What is required:
Tally the lines of the records below that contain the string "wall" with matching case, and reply with only that number.

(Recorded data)
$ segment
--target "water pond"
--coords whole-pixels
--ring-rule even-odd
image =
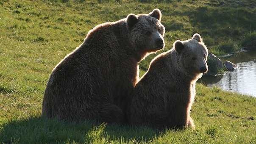
[[[219,57],[223,62],[229,61],[238,67],[226,72],[222,76],[203,76],[198,81],[207,86],[217,86],[233,92],[256,97],[256,51],[245,51]]]

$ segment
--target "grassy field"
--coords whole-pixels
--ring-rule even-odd
[[[256,99],[200,84],[193,131],[40,117],[51,70],[96,25],[158,8],[167,30],[159,53],[198,33],[220,55],[256,44],[256,7],[253,0],[0,0],[0,143],[256,143]],[[140,63],[141,75],[155,55]]]

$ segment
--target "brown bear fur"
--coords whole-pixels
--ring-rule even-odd
[[[99,25],[53,69],[42,116],[67,121],[122,122],[138,80],[138,63],[164,46],[158,9]]]
[[[190,39],[177,41],[173,49],[154,58],[134,89],[130,124],[194,129],[190,108],[195,82],[207,71],[207,54],[200,36],[195,34]]]

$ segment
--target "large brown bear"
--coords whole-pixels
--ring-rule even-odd
[[[177,41],[173,48],[151,62],[135,86],[129,123],[153,127],[180,128],[195,125],[190,116],[195,82],[207,71],[208,50],[200,35]]]
[[[53,69],[42,116],[67,121],[125,122],[129,92],[138,80],[138,63],[164,47],[161,17],[156,9],[90,30],[83,44]]]

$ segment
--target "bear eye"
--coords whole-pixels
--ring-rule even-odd
[[[147,35],[151,35],[151,31],[147,31],[147,33],[146,33],[146,34]]]

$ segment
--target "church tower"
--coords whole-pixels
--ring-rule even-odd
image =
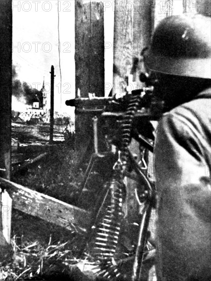
[[[43,77],[43,83],[42,84],[42,88],[41,89],[41,91],[42,93],[42,97],[43,97],[43,111],[44,113],[46,113],[47,109],[48,109],[48,106],[47,106],[47,91],[45,88],[45,77]]]

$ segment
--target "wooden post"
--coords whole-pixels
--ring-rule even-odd
[[[54,67],[51,65],[50,73],[50,139],[49,143],[54,143]]]
[[[104,95],[104,20],[102,2],[75,2],[75,90],[88,98]],[[75,116],[75,146],[79,165],[88,159],[93,147],[92,116]]]
[[[12,97],[12,1],[0,4],[0,176],[11,175]],[[0,189],[0,247],[1,255],[8,251],[10,240],[11,199]]]

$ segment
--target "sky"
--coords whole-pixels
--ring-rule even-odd
[[[55,110],[71,114],[73,109],[67,108],[65,102],[74,98],[75,93],[74,0],[13,0],[12,9],[13,64],[16,66],[18,79],[40,90],[44,77],[45,88],[50,95],[49,72],[54,65]],[[105,42],[111,42],[112,45],[113,5],[104,9],[104,16]],[[107,49],[105,52],[105,81],[111,83],[112,50]]]

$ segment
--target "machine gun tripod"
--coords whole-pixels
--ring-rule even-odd
[[[76,106],[76,114],[88,112],[92,115],[94,152],[81,184],[81,194],[85,189],[90,189],[92,177],[97,175],[100,178],[91,186],[96,202],[79,255],[88,254],[90,260],[96,262],[94,272],[108,279],[122,275],[127,280],[145,280],[144,263],[153,257],[154,252],[154,245],[148,242],[148,227],[151,210],[155,205],[155,190],[147,176],[145,159],[146,152],[153,152],[153,149],[150,121],[158,117],[152,114],[150,106],[146,106],[151,104],[151,89],[144,88],[119,100],[78,99],[66,102],[67,105]],[[102,151],[98,149],[99,122],[104,132]],[[139,161],[129,148],[132,138],[139,144],[142,155]],[[137,242],[126,250],[119,244],[126,216],[127,178],[136,183],[134,197],[139,205],[139,221],[136,223],[139,225]],[[122,272],[125,261],[133,264],[129,274]]]

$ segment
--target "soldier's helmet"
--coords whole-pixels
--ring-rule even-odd
[[[211,18],[171,16],[156,28],[145,63],[165,74],[211,79]]]

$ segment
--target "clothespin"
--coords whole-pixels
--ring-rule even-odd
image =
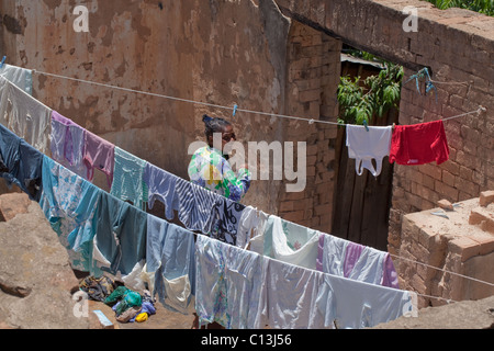
[[[367,118],[363,120],[363,126],[366,127],[366,131],[369,132],[369,124],[367,123]]]

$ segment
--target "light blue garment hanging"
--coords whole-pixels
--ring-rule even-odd
[[[135,273],[146,259],[147,214],[103,192],[96,217],[94,247],[109,263],[101,270],[123,279]]]
[[[188,314],[195,294],[194,234],[148,214],[146,273],[153,281],[153,296],[167,307]]]
[[[72,268],[83,272],[93,265],[96,210],[101,194],[100,189],[44,156],[40,205],[68,250]]]
[[[146,165],[146,161],[115,146],[115,168],[110,193],[123,201],[131,201],[143,211],[147,203],[147,185],[144,182]]]

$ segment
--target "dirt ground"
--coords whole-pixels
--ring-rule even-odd
[[[89,312],[91,316],[90,325],[91,329],[102,329],[98,324],[97,317],[93,310],[101,310],[108,319],[113,324],[111,329],[191,329],[194,321],[193,306],[190,308],[189,315],[182,315],[180,313],[171,312],[167,309],[159,302],[155,304],[156,314],[149,316],[146,321],[143,322],[120,322],[115,318],[115,312],[104,303],[89,301]]]

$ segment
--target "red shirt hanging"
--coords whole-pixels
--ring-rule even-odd
[[[390,162],[398,165],[437,165],[449,159],[449,147],[442,121],[398,125],[391,140]]]

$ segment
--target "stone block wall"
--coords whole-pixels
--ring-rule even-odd
[[[459,202],[494,186],[494,18],[472,11],[438,10],[401,0],[276,0],[282,12],[346,44],[405,67],[405,80],[428,67],[435,91],[404,84],[400,123],[416,124],[486,109],[445,122],[451,155],[437,166],[396,166],[389,250],[398,254],[404,215]],[[417,31],[405,32],[405,7],[417,9]],[[406,252],[402,252],[406,253]]]
[[[336,122],[341,42],[293,21],[288,47],[287,113]],[[300,121],[290,121],[287,125],[287,140],[306,141],[307,177],[303,192],[280,193],[279,215],[330,233],[337,126]]]
[[[395,259],[401,288],[440,297],[419,296],[419,307],[494,295],[494,203],[486,197],[403,216],[402,259]]]

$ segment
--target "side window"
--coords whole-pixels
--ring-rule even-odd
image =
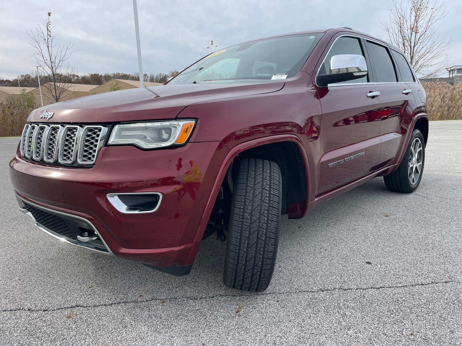
[[[391,50],[391,54],[395,57],[395,61],[396,62],[396,65],[398,65],[398,69],[400,70],[400,73],[401,75],[401,81],[411,83],[415,82],[414,76],[411,71],[411,69],[409,68],[409,65],[407,65],[407,61],[406,61],[406,58],[403,56],[402,54],[395,52],[393,49]]]
[[[367,41],[367,44],[374,61],[376,79],[378,83],[397,82],[395,66],[390,52],[383,46]]]
[[[327,56],[324,60],[324,62],[321,65],[319,72],[321,73],[325,73],[326,72],[329,73],[330,69],[330,59],[334,55],[339,55],[342,54],[355,54],[364,56],[364,52],[359,39],[355,37],[340,37],[334,42]],[[368,70],[369,69],[368,66]],[[359,79],[352,81],[340,82],[337,84],[345,84],[348,83],[367,83],[368,77],[363,77]]]

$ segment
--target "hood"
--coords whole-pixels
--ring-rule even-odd
[[[111,91],[37,108],[27,121],[80,123],[173,119],[193,103],[274,92],[284,84],[267,80],[210,81]],[[49,120],[40,117],[45,111],[53,112]]]

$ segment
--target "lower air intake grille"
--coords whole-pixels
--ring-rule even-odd
[[[24,203],[27,209],[34,216],[35,221],[49,231],[73,240],[77,240],[62,218],[47,213],[32,206]]]

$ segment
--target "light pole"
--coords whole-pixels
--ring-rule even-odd
[[[38,66],[37,66],[37,79],[38,79],[38,91],[40,92],[40,101],[42,107],[43,107],[43,100],[42,98],[42,88],[40,87],[40,77],[38,74]]]
[[[135,16],[135,33],[136,34],[136,48],[138,51],[138,68],[140,69],[140,87],[144,88],[143,65],[141,64],[141,48],[140,46],[140,28],[138,27],[138,10],[136,0],[133,0],[133,14]]]
[[[19,99],[21,100],[21,105],[23,107],[24,107],[24,105],[23,104],[23,97],[22,95],[21,95],[21,85],[19,85],[19,81],[21,81],[24,79],[24,78],[21,78],[20,79],[19,76],[18,76],[18,86],[19,87]]]

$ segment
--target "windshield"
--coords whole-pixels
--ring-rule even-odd
[[[246,42],[214,52],[169,84],[223,79],[285,79],[298,73],[323,33]]]

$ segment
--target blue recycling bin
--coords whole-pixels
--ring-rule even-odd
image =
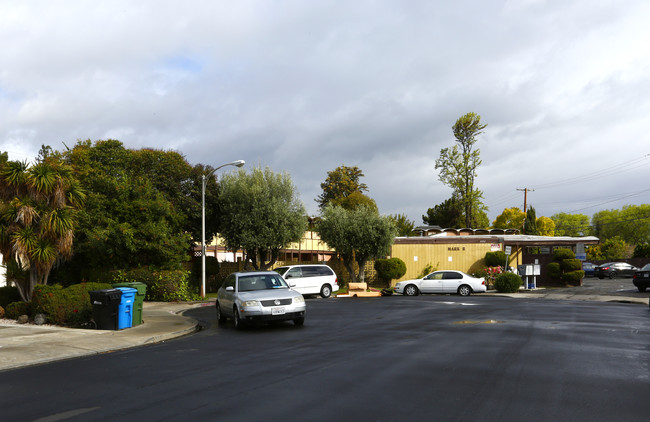
[[[133,302],[138,290],[131,287],[116,287],[116,289],[122,292],[122,300],[117,309],[117,329],[131,328],[133,327]]]

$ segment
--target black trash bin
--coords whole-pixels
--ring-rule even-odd
[[[122,291],[118,289],[92,290],[88,292],[93,305],[93,319],[98,330],[117,330],[118,311]]]

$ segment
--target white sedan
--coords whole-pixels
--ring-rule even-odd
[[[400,281],[395,284],[395,293],[415,296],[420,293],[458,293],[469,296],[472,293],[486,292],[484,278],[476,278],[462,271],[441,270],[416,280]]]

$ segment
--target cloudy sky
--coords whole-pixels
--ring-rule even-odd
[[[381,213],[422,224],[475,112],[490,220],[524,188],[538,216],[591,216],[650,203],[649,21],[647,0],[0,0],[0,150],[243,159],[312,215],[358,166]]]

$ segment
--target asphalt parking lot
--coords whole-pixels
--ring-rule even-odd
[[[603,296],[627,296],[627,297],[644,297],[650,298],[650,290],[643,293],[632,284],[631,278],[614,278],[599,279],[588,277],[583,279],[582,286],[563,287],[563,288],[546,288],[531,290],[529,293],[544,293],[549,290],[557,290],[573,295],[603,295]]]

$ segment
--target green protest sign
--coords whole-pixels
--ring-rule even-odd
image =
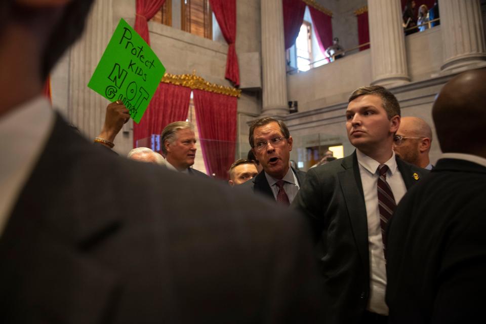
[[[148,45],[120,19],[88,86],[110,101],[123,102],[138,124],[165,71]]]

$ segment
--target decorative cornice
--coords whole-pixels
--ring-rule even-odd
[[[302,0],[302,1],[305,2],[305,4],[307,6],[310,6],[310,7],[317,9],[319,11],[324,13],[328,16],[330,17],[333,16],[332,11],[321,6],[320,4],[318,4],[315,0]]]
[[[364,14],[365,12],[368,12],[368,6],[365,6],[364,7],[361,7],[359,9],[357,9],[354,11],[354,15],[359,16],[361,14]]]
[[[171,74],[166,73],[160,82],[237,98],[241,95],[240,90],[208,82],[201,77],[196,75],[195,71],[193,72],[192,74]]]

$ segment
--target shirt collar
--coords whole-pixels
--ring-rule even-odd
[[[265,172],[265,171],[264,171]],[[295,184],[295,180],[294,178],[294,172],[292,171],[292,168],[289,168],[289,171],[287,171],[287,173],[282,179],[275,179],[273,178],[270,175],[269,175],[266,172],[265,172],[265,177],[267,178],[267,181],[268,182],[268,184],[270,187],[274,185],[277,183],[277,181],[282,180],[286,182],[289,182],[289,183],[292,183],[292,184]]]
[[[376,173],[376,170],[378,170],[378,166],[381,164],[379,162],[368,156],[357,149],[356,150],[356,156],[358,159],[358,163],[360,166],[364,168],[365,170],[371,174]],[[390,174],[392,175],[395,173],[397,169],[395,152],[392,151],[391,157],[383,164],[386,165],[388,166],[389,169],[388,172],[390,173]]]
[[[466,160],[469,162],[477,164],[483,167],[486,167],[486,158],[473,155],[471,154],[463,153],[444,153],[442,154],[440,158],[457,158],[461,160]]]

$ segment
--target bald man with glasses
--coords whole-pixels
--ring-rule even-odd
[[[240,188],[289,206],[305,179],[305,172],[290,167],[293,139],[289,129],[281,120],[262,118],[250,127],[249,139],[263,170]]]

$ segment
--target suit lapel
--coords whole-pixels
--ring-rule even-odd
[[[254,191],[258,191],[266,195],[274,200],[275,199],[272,189],[270,187],[270,185],[268,184],[268,181],[267,181],[267,178],[265,176],[265,171],[262,171],[253,179]]]
[[[364,195],[356,152],[343,159],[344,171],[338,173],[341,189],[359,255],[365,269],[369,268],[368,225]]]

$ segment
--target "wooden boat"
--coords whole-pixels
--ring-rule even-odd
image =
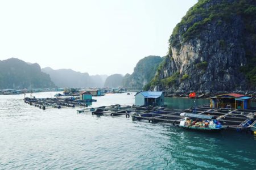
[[[205,131],[220,131],[226,129],[227,126],[222,126],[214,119],[214,116],[202,115],[199,114],[181,113],[184,116],[178,126],[191,130]]]
[[[250,126],[251,130],[254,134],[256,134],[256,121],[255,121]]]
[[[201,131],[219,131],[223,129],[226,129],[227,127],[220,127],[218,128],[204,128],[204,127],[195,127],[195,126],[181,126],[179,125],[180,127],[183,128],[184,129],[191,129],[191,130],[201,130]]]

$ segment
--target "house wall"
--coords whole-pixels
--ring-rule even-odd
[[[138,94],[135,96],[135,105],[144,105],[145,104],[145,99],[141,94]]]
[[[82,95],[82,100],[91,100],[92,99],[92,96],[91,95]]]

Exercise response:
2